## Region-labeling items
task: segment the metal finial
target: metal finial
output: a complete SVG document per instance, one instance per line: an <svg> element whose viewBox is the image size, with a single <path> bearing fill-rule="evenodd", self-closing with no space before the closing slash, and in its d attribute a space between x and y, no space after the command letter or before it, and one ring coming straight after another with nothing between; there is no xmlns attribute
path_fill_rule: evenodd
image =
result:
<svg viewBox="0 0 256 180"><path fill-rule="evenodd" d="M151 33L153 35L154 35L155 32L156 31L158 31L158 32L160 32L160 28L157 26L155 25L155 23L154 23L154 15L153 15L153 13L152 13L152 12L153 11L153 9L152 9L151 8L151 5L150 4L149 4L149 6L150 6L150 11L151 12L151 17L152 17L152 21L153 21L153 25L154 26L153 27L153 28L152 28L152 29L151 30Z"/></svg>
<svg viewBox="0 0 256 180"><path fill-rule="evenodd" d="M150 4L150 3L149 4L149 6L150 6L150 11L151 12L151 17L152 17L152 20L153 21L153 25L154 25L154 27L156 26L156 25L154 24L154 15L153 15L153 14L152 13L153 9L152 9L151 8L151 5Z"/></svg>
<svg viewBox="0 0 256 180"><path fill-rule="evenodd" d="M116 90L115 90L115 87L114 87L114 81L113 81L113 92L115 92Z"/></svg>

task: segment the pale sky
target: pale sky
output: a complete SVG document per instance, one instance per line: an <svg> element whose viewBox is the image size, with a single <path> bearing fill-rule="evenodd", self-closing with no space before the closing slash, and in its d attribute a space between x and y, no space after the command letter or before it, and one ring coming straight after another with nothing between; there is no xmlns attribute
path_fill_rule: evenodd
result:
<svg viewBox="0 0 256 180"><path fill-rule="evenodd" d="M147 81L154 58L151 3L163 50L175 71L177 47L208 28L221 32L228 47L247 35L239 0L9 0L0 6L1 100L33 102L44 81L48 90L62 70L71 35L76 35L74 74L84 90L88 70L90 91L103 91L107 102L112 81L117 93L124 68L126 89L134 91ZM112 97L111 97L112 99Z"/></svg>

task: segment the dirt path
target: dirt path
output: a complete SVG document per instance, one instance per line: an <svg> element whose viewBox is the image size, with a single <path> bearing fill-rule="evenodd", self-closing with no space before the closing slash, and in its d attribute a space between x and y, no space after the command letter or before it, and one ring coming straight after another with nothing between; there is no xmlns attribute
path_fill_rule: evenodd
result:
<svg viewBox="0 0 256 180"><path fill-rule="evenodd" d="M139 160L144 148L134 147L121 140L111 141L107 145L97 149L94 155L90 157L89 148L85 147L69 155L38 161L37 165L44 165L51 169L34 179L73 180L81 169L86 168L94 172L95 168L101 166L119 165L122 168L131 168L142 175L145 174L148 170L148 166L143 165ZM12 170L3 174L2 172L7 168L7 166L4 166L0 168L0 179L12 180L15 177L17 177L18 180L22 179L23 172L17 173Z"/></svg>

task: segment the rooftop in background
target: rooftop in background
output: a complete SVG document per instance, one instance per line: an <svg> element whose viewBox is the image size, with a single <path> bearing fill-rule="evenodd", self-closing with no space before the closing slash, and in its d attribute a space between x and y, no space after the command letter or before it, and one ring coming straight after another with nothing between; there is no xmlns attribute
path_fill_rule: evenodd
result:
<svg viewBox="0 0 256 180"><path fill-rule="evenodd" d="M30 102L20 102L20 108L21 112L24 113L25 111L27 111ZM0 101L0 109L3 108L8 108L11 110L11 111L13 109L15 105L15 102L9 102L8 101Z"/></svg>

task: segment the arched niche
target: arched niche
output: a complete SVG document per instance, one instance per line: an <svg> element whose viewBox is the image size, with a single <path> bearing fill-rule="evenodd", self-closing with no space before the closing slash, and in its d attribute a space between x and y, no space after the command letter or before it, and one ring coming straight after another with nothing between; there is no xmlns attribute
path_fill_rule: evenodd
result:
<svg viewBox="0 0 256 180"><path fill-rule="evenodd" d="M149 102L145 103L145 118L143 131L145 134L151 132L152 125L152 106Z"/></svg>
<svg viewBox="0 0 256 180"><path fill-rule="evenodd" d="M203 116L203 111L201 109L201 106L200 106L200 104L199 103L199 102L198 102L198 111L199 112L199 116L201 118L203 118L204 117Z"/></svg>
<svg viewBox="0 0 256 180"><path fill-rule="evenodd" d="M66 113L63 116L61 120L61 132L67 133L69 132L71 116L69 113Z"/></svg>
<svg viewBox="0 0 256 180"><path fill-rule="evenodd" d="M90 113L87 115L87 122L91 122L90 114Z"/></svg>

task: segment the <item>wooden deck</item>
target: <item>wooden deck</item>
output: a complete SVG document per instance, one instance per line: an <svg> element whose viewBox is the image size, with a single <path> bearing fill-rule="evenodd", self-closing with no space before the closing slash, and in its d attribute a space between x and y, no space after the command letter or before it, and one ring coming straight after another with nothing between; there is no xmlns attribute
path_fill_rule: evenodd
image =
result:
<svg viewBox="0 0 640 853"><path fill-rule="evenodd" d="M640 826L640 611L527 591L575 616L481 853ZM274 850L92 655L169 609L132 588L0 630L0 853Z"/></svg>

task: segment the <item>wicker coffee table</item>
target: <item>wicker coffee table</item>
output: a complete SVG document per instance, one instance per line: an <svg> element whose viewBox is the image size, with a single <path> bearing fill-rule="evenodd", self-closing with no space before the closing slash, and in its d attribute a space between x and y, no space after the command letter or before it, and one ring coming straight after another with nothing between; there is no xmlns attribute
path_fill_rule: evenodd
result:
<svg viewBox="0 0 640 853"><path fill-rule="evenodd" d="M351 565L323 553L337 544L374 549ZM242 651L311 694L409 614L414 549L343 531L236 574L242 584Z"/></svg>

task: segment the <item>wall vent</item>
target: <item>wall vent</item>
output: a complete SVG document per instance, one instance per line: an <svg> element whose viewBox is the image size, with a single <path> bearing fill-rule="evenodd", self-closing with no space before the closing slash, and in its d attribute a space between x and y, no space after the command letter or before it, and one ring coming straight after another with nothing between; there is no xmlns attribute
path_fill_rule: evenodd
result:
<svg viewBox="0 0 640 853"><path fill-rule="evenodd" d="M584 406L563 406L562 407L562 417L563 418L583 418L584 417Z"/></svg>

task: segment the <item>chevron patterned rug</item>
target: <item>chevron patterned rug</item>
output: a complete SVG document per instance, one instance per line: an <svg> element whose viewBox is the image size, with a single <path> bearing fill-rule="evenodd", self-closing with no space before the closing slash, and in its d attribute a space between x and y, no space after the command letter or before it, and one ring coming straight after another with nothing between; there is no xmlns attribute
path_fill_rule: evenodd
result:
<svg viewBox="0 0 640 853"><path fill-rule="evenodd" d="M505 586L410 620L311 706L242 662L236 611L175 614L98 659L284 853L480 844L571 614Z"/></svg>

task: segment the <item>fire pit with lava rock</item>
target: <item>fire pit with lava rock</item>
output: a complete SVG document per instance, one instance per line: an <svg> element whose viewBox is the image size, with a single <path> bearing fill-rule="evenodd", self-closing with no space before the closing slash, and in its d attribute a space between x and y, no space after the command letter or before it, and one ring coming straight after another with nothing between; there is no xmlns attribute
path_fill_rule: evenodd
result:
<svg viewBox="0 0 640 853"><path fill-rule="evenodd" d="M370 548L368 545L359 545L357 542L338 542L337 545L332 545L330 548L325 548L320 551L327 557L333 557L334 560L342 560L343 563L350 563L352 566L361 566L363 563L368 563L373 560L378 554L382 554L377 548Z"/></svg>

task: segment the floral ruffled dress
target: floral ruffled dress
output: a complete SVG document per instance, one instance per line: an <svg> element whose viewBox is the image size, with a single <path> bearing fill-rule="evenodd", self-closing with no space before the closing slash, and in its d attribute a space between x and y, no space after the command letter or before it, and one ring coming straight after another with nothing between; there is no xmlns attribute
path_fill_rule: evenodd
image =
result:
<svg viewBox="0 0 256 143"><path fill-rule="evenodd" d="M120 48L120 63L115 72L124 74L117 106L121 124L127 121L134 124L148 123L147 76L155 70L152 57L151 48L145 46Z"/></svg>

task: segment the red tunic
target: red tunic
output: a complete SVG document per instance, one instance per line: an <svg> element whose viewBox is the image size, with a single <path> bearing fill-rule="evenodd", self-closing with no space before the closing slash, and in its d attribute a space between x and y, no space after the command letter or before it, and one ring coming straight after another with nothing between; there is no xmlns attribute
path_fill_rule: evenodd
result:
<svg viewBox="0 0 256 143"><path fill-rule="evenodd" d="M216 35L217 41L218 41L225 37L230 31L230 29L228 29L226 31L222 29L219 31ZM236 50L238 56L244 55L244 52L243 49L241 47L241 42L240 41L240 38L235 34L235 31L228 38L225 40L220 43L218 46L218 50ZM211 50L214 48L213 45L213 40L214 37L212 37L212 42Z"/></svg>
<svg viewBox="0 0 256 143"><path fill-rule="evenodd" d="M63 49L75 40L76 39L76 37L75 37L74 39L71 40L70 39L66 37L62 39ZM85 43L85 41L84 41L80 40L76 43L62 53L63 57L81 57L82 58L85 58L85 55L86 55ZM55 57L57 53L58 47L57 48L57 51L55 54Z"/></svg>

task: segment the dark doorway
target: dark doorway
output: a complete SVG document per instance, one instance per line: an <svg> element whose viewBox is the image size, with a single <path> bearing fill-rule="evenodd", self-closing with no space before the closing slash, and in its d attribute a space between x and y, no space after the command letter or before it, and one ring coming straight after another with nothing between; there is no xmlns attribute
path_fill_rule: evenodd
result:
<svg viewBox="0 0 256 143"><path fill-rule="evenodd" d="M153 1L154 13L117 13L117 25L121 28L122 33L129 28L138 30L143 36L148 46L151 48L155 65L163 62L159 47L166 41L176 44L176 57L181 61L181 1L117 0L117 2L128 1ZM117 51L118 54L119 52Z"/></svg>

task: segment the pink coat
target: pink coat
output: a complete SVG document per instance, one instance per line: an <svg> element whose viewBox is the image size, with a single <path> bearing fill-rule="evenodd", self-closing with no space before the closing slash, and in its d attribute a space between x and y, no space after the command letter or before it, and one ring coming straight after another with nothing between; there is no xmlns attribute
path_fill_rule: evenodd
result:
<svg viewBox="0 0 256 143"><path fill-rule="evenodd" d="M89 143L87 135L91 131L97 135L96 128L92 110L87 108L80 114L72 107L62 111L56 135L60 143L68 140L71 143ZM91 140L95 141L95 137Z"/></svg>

## JOB
Copy out the data above, character for character, from its start through the line containing "target: metal finial".

## TASK SOLUTION
task: segment the metal finial
target: metal finial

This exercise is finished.